### What is needed
Please write out every entry below, word for word.

Stored data entries:

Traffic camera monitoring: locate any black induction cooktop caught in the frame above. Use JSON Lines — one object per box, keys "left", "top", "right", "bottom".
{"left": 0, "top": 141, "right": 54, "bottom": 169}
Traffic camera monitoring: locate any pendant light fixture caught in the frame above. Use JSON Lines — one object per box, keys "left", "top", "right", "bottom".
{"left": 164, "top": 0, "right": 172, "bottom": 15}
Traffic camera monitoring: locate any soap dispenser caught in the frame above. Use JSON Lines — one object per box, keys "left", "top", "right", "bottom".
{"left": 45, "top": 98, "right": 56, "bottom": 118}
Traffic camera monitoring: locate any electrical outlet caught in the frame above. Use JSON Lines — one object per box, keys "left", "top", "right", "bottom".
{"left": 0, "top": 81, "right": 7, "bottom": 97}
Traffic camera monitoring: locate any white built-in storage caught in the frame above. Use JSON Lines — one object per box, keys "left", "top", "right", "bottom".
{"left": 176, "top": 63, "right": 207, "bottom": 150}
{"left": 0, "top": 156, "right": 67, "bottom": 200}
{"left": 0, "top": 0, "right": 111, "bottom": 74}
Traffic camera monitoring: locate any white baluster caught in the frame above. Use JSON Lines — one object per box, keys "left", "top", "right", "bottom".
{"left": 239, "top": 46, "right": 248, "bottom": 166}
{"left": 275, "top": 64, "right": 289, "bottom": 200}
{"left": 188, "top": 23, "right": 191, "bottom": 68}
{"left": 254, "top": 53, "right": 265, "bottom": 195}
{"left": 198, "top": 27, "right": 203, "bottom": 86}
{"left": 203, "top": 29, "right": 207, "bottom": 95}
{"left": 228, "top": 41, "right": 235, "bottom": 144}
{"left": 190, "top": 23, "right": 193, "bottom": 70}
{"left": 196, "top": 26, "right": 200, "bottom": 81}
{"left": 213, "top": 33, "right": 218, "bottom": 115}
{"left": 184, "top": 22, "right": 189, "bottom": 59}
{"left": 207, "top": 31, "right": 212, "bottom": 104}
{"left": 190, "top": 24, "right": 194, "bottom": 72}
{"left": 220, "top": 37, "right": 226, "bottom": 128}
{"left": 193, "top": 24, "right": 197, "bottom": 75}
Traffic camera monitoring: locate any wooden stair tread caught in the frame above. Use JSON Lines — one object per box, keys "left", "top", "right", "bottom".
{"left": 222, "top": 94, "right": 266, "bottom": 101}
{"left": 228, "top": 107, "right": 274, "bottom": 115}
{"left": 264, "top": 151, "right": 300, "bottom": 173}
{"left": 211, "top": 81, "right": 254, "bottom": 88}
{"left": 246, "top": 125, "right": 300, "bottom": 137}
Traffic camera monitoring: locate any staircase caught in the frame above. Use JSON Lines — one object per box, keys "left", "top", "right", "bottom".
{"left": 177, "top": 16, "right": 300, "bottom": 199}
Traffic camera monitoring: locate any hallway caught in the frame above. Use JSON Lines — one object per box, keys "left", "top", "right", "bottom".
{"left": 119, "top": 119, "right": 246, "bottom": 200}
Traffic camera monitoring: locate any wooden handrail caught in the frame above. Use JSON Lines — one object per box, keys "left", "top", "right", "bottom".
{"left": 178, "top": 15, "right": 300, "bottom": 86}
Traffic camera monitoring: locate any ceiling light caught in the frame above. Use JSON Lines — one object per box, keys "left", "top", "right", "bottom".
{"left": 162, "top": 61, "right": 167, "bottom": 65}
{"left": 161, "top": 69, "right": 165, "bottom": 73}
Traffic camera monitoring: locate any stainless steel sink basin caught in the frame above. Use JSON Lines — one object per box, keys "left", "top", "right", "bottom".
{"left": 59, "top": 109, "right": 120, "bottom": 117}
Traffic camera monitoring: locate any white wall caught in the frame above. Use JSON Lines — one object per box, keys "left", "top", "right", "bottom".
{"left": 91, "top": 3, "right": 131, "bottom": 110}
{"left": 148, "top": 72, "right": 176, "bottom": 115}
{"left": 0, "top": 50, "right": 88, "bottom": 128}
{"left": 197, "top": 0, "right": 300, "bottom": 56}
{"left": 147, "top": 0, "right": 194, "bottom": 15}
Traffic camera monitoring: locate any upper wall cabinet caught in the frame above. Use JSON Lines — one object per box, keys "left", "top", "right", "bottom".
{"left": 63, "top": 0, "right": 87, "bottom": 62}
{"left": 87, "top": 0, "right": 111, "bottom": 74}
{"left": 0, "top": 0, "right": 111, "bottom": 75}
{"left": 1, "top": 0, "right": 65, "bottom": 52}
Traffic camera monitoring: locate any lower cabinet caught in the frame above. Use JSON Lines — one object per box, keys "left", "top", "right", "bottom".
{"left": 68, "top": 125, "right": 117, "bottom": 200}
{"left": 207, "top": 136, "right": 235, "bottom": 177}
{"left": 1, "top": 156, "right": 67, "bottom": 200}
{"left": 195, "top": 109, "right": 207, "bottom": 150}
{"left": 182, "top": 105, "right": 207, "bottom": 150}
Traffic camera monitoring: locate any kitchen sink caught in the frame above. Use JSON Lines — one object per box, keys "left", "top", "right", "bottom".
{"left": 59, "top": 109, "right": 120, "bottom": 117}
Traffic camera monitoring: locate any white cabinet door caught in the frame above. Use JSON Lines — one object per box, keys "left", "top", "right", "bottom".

### Reply
Traffic camera monitoring: locate any black induction cooktop caught in the frame above. Use JSON Lines — one object per box, keys "left", "top", "right", "bottom".
{"left": 0, "top": 141, "right": 54, "bottom": 169}
Traffic camera monitoring: locate any pendant light fixture caught in the frame above. Use JSON Lines — one object per box, keys "left", "top", "right", "bottom".
{"left": 164, "top": 0, "right": 172, "bottom": 15}
Traffic camera monitoring: locate any soap dispenser caught in the frame above. Use JSON Lines — one object per box, keys "left", "top", "right", "bottom".
{"left": 45, "top": 98, "right": 56, "bottom": 118}
Traffic camera monitoring: locate any electrical outlet caught in the frame above. Use JSON Lines — one object per box, keys "left", "top", "right", "bottom".
{"left": 0, "top": 81, "right": 7, "bottom": 97}
Traffic camera monitoring: locate any white built-in storage caught in the frame above. Use JSON Lines — one object per box, keys "left", "top", "right", "bottom".
{"left": 176, "top": 63, "right": 207, "bottom": 150}
{"left": 0, "top": 156, "right": 67, "bottom": 200}
{"left": 0, "top": 0, "right": 111, "bottom": 74}
Traffic camera monitoring: locate any white baluster caught in the frame above. Use JSON Lines — one object per box, keys "left", "top", "right", "bottom".
{"left": 239, "top": 46, "right": 248, "bottom": 166}
{"left": 275, "top": 64, "right": 289, "bottom": 200}
{"left": 188, "top": 23, "right": 191, "bottom": 68}
{"left": 254, "top": 53, "right": 265, "bottom": 195}
{"left": 198, "top": 27, "right": 203, "bottom": 86}
{"left": 203, "top": 29, "right": 207, "bottom": 95}
{"left": 228, "top": 41, "right": 235, "bottom": 144}
{"left": 190, "top": 23, "right": 193, "bottom": 70}
{"left": 196, "top": 26, "right": 200, "bottom": 81}
{"left": 213, "top": 33, "right": 218, "bottom": 115}
{"left": 184, "top": 22, "right": 189, "bottom": 59}
{"left": 207, "top": 31, "right": 212, "bottom": 104}
{"left": 190, "top": 24, "right": 194, "bottom": 72}
{"left": 220, "top": 37, "right": 226, "bottom": 128}
{"left": 193, "top": 24, "right": 197, "bottom": 75}
Traffic camera monitoring: locate any wooden stair tread caught in the frame above. Use JSON Lines — one object per box, keys "left", "top", "right", "bottom".
{"left": 222, "top": 94, "right": 266, "bottom": 101}
{"left": 228, "top": 107, "right": 274, "bottom": 115}
{"left": 264, "top": 151, "right": 300, "bottom": 173}
{"left": 211, "top": 81, "right": 254, "bottom": 88}
{"left": 246, "top": 125, "right": 300, "bottom": 137}
Traffic camera monitoring: locate any staircase caught in the frame above. Use JSON Lines — one object per box, keys "left", "top", "right", "bottom".
{"left": 177, "top": 16, "right": 300, "bottom": 199}
Traffic camera monitoring: locate any hallway caught in the frame above. Use JSON Lines — one object per box, keys "left", "top", "right", "bottom".
{"left": 119, "top": 119, "right": 246, "bottom": 200}
Traffic camera monitoring: locate any wooden handrail caught in the frame above. Use JSON Lines — one object per box, keys "left", "top", "right", "bottom".
{"left": 178, "top": 15, "right": 300, "bottom": 86}
Traffic camera monitoring: locate any ceiling light caught in the frame above. Use JSON Lines — one object per box, keys "left", "top", "right", "bottom".
{"left": 162, "top": 61, "right": 167, "bottom": 65}
{"left": 161, "top": 69, "right": 165, "bottom": 73}
Traffic camera monitoring: locate any stainless steel sink basin caught in the frame above. Use JSON Lines — one object per box, keys "left", "top", "right", "bottom".
{"left": 59, "top": 109, "right": 120, "bottom": 117}
Traffic camera monitoring: locate any white wall caught in the frame above. Use JSON Lines — one object per box, keys "left", "top", "right", "bottom".
{"left": 91, "top": 3, "right": 131, "bottom": 110}
{"left": 148, "top": 72, "right": 176, "bottom": 115}
{"left": 0, "top": 50, "right": 88, "bottom": 128}
{"left": 197, "top": 0, "right": 300, "bottom": 56}
{"left": 147, "top": 0, "right": 194, "bottom": 15}
Traffic camera monitoring: locate any upper wall cabinet caught in the frame above. Use JSON Lines — one object per box, keys "left", "top", "right", "bottom".
{"left": 63, "top": 0, "right": 87, "bottom": 62}
{"left": 87, "top": 0, "right": 111, "bottom": 74}
{"left": 0, "top": 0, "right": 111, "bottom": 75}
{"left": 1, "top": 0, "right": 65, "bottom": 52}
Traffic camera monitoring: locate any lower cabinet caught in the frame above. Use JSON Lines — one object per box, keys "left", "top", "right", "bottom".
{"left": 68, "top": 125, "right": 117, "bottom": 200}
{"left": 207, "top": 136, "right": 235, "bottom": 177}
{"left": 1, "top": 156, "right": 67, "bottom": 200}
{"left": 195, "top": 109, "right": 207, "bottom": 150}
{"left": 182, "top": 105, "right": 207, "bottom": 150}
Traffic camera monitoring: locate any kitchen sink caught in the frame above. Use JSON Lines — one object per box, keys "left", "top", "right", "bottom".
{"left": 59, "top": 109, "right": 120, "bottom": 117}
Traffic camera monitoring: locate any white cabinet door caught in the frame above. Use JSON Lines — one object per box, keys "left", "top", "right", "bottom".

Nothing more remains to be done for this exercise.